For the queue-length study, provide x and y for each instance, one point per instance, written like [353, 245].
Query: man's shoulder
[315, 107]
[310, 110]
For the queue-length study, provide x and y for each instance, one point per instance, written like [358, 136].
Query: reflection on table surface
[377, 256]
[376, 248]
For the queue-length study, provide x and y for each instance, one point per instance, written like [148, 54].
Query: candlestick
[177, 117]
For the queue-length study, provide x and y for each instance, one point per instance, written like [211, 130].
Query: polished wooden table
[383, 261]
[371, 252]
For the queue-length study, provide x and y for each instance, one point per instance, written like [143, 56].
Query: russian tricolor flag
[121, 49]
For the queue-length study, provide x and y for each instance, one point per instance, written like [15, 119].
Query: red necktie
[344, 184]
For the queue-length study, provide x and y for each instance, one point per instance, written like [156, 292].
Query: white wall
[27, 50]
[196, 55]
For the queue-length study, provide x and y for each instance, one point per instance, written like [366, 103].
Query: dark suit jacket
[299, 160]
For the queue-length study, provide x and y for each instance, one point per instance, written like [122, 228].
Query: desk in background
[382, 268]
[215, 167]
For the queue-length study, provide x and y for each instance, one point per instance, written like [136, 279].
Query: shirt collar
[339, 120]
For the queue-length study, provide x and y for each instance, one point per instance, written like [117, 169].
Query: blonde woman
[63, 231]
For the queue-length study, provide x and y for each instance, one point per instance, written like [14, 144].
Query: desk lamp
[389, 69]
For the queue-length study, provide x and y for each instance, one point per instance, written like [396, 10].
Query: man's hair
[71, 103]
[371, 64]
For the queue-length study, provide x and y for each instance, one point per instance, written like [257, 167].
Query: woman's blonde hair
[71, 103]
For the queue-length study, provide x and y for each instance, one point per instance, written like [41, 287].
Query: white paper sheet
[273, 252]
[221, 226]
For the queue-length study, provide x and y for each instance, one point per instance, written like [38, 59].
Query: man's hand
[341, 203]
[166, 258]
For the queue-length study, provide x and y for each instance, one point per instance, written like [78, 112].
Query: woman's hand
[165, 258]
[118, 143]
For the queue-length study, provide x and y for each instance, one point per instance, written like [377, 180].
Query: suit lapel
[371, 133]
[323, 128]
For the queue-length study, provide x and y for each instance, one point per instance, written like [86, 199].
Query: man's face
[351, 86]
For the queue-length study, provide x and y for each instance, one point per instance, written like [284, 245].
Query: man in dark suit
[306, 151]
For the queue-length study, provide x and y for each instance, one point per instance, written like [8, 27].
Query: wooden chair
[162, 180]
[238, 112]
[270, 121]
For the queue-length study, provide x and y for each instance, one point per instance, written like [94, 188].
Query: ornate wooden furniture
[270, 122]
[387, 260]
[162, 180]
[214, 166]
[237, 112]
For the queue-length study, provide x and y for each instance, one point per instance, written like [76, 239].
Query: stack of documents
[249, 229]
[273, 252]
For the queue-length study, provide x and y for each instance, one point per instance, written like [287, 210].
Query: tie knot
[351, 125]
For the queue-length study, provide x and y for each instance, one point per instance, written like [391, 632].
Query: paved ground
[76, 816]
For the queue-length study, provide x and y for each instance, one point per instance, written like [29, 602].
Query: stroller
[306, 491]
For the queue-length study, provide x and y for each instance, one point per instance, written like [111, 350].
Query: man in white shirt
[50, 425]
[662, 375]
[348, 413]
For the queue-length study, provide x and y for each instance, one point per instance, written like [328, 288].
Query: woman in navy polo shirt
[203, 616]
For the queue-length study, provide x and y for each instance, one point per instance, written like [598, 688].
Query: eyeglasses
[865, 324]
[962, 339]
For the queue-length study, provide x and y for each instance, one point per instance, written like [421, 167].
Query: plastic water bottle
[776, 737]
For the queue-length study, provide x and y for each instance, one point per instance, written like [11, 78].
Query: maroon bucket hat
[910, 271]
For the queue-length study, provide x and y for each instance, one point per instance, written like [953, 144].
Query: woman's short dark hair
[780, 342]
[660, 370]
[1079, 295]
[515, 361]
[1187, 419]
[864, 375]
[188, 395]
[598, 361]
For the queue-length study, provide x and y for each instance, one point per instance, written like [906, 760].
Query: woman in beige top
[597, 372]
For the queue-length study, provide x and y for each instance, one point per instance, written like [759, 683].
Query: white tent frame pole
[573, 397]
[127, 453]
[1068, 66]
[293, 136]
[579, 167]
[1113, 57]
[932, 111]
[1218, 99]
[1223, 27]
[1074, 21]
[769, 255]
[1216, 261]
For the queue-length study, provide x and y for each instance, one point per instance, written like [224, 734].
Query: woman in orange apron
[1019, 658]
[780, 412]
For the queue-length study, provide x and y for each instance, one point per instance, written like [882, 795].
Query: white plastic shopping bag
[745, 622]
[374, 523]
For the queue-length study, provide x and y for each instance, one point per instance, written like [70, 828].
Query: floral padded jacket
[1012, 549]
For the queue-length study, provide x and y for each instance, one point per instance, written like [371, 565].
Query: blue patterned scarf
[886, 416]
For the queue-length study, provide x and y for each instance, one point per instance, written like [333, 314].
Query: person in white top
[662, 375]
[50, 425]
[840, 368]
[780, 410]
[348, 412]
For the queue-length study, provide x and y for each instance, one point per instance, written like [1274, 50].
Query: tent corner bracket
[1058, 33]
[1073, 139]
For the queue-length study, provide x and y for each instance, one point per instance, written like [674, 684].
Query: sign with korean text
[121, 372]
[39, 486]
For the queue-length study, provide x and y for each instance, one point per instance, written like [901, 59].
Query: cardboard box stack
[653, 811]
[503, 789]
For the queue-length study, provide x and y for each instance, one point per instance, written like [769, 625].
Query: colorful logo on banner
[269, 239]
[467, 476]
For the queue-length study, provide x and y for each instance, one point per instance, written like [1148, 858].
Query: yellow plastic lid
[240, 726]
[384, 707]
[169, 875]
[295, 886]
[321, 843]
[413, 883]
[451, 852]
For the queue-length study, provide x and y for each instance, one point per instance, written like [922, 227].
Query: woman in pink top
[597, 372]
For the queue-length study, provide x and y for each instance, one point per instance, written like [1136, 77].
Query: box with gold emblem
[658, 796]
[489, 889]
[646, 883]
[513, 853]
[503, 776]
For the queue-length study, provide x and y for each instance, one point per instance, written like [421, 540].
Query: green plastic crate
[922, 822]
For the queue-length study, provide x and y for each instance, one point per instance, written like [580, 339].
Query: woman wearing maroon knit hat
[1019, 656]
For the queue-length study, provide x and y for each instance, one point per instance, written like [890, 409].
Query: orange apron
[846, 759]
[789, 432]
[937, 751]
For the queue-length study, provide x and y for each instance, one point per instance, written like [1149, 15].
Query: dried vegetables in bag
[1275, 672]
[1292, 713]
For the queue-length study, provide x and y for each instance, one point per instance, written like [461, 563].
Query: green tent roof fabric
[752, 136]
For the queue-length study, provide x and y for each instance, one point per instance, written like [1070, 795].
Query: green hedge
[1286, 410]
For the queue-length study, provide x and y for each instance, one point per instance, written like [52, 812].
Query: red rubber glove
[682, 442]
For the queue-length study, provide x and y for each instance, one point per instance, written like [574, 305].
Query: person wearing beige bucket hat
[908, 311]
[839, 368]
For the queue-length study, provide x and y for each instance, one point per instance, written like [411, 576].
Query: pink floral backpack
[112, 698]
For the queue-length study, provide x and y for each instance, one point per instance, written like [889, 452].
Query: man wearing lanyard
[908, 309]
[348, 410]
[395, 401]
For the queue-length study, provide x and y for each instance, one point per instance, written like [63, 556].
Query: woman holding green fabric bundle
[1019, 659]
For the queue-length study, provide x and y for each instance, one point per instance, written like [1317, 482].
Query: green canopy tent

-------------------------

**Exercise directions**
Using the exact wording, repeat all the entries.

**Solution to the problem**
For the queue-length study, provide x and y for each instance, one point per instance, written like [353, 245].
Query: man's shoulder
[315, 107]
[310, 110]
For the queue-length study, provide x and y for each instance, one point per instance, written like [358, 136].
Query: reflection on table surface
[377, 256]
[376, 248]
For the queue-length study, provide x and y for each instance, one point per instance, written like [148, 54].
Query: candlestick
[177, 117]
For the queue-length study, provide x and y for each instance, one point per instance, written like [211, 130].
Query: polished wooden table
[383, 261]
[371, 252]
For the queue-length study, provide x and y for each instance, one point per instance, written like [143, 56].
Query: russian tricolor flag
[121, 49]
For the queue-length study, provide x and y for each instance, one point per instance, written like [15, 119].
Query: red necktie
[344, 184]
For the queue-length study, provide x and y for each instance, one point per instance, written like [156, 292].
Query: white wall
[27, 50]
[196, 55]
For the queue-length study, provide x and y for each instance, one point per instance, written like [366, 103].
Query: dark suit jacket
[299, 160]
For the queue-length study, provide x and y for each instance, one point per instance, written like [122, 228].
Query: desk in background
[382, 268]
[215, 167]
For the queue-length study, provide x and y for each instance, one point per instance, written like [136, 279].
Query: shirt collar
[339, 120]
For the queue-length study, provide x and y for each instance, one point per instance, written like [117, 169].
Query: blonde woman
[63, 231]
For the queue-length study, provide x and y for each instance, one point per instance, written like [14, 144].
Query: desk lamp
[389, 69]
For the queue-length study, provide x and y for each instance, one point per instance, written like [396, 10].
Query: man's hair
[71, 103]
[371, 64]
For the queue-length study, provide x and y for each instance, one point per instance, written like [257, 167].
Query: woman's blonde hair
[71, 103]
For the queue-length study, provide x and y for each instance, one point per instance, written like [41, 287].
Query: white paper sheet
[273, 252]
[221, 226]
For the queue-length study, provide x and y for each instance, one point per instance, written like [38, 59].
Query: man's hand
[341, 203]
[166, 258]
For the queue-length study, provide x and y for each instance, one point per instance, written like [78, 112].
Query: woman's hand
[165, 258]
[118, 143]
For the queue-length study, provide x and y for each instance, one point per instance, written like [377, 180].
Query: suit lapel
[371, 133]
[323, 128]
For the queue-length study, provide x and y for each instance, one point per instance, written like [86, 199].
Query: man's face
[351, 86]
For the queue-length study, provide x and y for each instance, one point per instance, written like [284, 245].
Query: man in dark suit
[306, 151]
For the queue-length study, provide x and y for each instance, one point per instance, written like [8, 27].
Query: wooden chair
[162, 180]
[238, 112]
[270, 121]
For the queue-length study, provide x and y for each instance, one point per instance, written like [94, 188].
Query: ornate wooden furniture
[270, 122]
[387, 260]
[162, 180]
[214, 166]
[237, 112]
For the queue-length study, provide x and y for each instance, one point per instance, written like [76, 239].
Query: stack of documents
[249, 229]
[273, 252]
For the queue-length study, provide x and y for each instance, one point per instance, written like [287, 210].
Query: tie knot
[351, 125]
For the queue-length study, provide x and y for each instance, one point per instance, written like [391, 632].
Query: paved ground
[76, 816]
For the queue-length study, provide x and y for each instance, one point per instance, written like [29, 602].
Query: stroller
[306, 491]
For the queue-length study, provide x and y for each instance, one point per instance, written like [111, 350].
Query: man in white shirt
[50, 425]
[662, 375]
[348, 413]
For the queue-length study, provide x and y for each instance, one point per instance, written like [328, 288].
Query: woman in navy polo shirt
[203, 616]
For the queue-length study, provide x and y for each instance, one point per instance, written like [598, 688].
Query: eyeglasses
[865, 324]
[962, 339]
For the queue-length study, provide x and y for each instance, one point per instance, written like [421, 167].
Query: plastic water bottle
[776, 737]
For the queue-length study, provide x and y for each instance, one point per instance, written like [11, 78].
Query: maroon bucket hat
[910, 271]
For the queue-length study, provide x and y for each instance, one point per instance, written like [953, 144].
Query: woman's short dark hair
[780, 342]
[660, 370]
[1079, 295]
[515, 361]
[1187, 419]
[864, 375]
[188, 395]
[598, 361]
For the queue-length study, provide x and y for each instance, one point per instance, written like [906, 760].
Query: woman in beige top
[597, 372]
For the queue-length study, provide x and y for each instance, one point per instance, written like [759, 683].
Query: white tent frame pole
[573, 397]
[127, 453]
[1068, 66]
[293, 136]
[579, 167]
[1113, 57]
[932, 111]
[1218, 99]
[1223, 27]
[1074, 21]
[769, 255]
[1216, 261]
For the queue-length study, provide x and y for each instance, one point per instance, written like [224, 734].
Query: woman in orange apron
[1019, 658]
[780, 412]
For the queue-length study, provide x and y for each instance, one point per instance, written like [882, 795].
Query: white plastic shopping bag
[745, 622]
[374, 523]
For the queue-length study, provide x and y for each instance, one point per instance, written like [70, 828].
Query: floral padded jacket
[1012, 549]
For the queue-length study, provide x and y for each instance, one point per instance, written like [371, 565].
Query: blue patterned scarf
[886, 416]
For the queue-length study, provide x and y for each instance, one point per instance, written like [333, 314].
Query: person in white top
[662, 375]
[50, 425]
[840, 368]
[780, 410]
[348, 412]
For the queue-length study, provide x and y for each instance, one point per instance, written like [1274, 50].
Query: tent corner bracket
[1058, 33]
[1073, 139]
For the queue-length study, provide x and y for each instance, one point per instance, written like [674, 684].
Query: sign with korean text
[121, 372]
[39, 486]
For the queue-length study, provide x and y for each instance, one point per instance, written like [901, 59].
Query: cardboard box stack
[653, 811]
[503, 789]
For the queue-length study, provide x and y for each instance, one point per instance, written like [769, 625].
Query: colorful logo on banner
[269, 239]
[467, 476]
For the queue-length study, provide x and y for each instance, one point per instance, written like [1148, 858].
Query: yellow plastic lid
[240, 726]
[384, 707]
[169, 875]
[295, 886]
[321, 843]
[413, 883]
[451, 852]
For the queue-length study, provide x and y for each instance, one point per instance, written like [922, 227].
Query: woman in pink top
[597, 372]
For the queue-length study, provide x and y for each instance, one point per instance, written like [1136, 77].
Query: box with gold emblem
[658, 796]
[489, 889]
[646, 883]
[513, 853]
[503, 776]
For the queue-length study, provide x and y for each instance, one point per instance, written like [421, 540].
Query: green plastic crate
[922, 822]
For the queue-length study, provide x and y for each instance, one point per instance, written like [580, 339].
Query: woman wearing maroon knit hat
[1019, 656]
For the queue-length study, provide x and y for each instance, one point per instance, written like [890, 409].
Query: orange apron
[846, 759]
[789, 432]
[937, 751]
For the queue-length study, provide x and y for each instance, one point per instance, written like [1149, 15].
Query: dried vegetables in bag
[1275, 672]
[1292, 713]
For the queue-length study, provide x and y for each instance, one point per instance, written like [461, 563].
Query: green tent roof fabric
[752, 136]
For the queue-length study, provide x and y for each instance, one point per instance, written like [1070, 795].
Query: green hedge
[1286, 410]
For the queue-length study, provide x and y for each instance, one point per instance, written like [52, 812].
Query: red rubber glove
[682, 442]
For the queue-length study, provide x and y for each instance, one point per instance, written like [574, 305].
Query: person wearing beige bucket hat
[908, 311]
[839, 368]
For the queue-length study, provide x and y for each instance, one point per instance, written like [411, 576].
Query: pink floral backpack
[112, 698]
For the queue-length study, provide x and y for each instance, one point per instance, written like [889, 452].
Query: man wearing lanyard
[908, 309]
[348, 410]
[395, 401]
For the queue-length study, provide x and y for each instance, one point per instance, written like [63, 556].
Query: woman holding green fabric bundle
[1019, 659]
For the queue-length study, provide x and y for each instance, one point per instance, written like [1317, 482].
Query: green canopy tent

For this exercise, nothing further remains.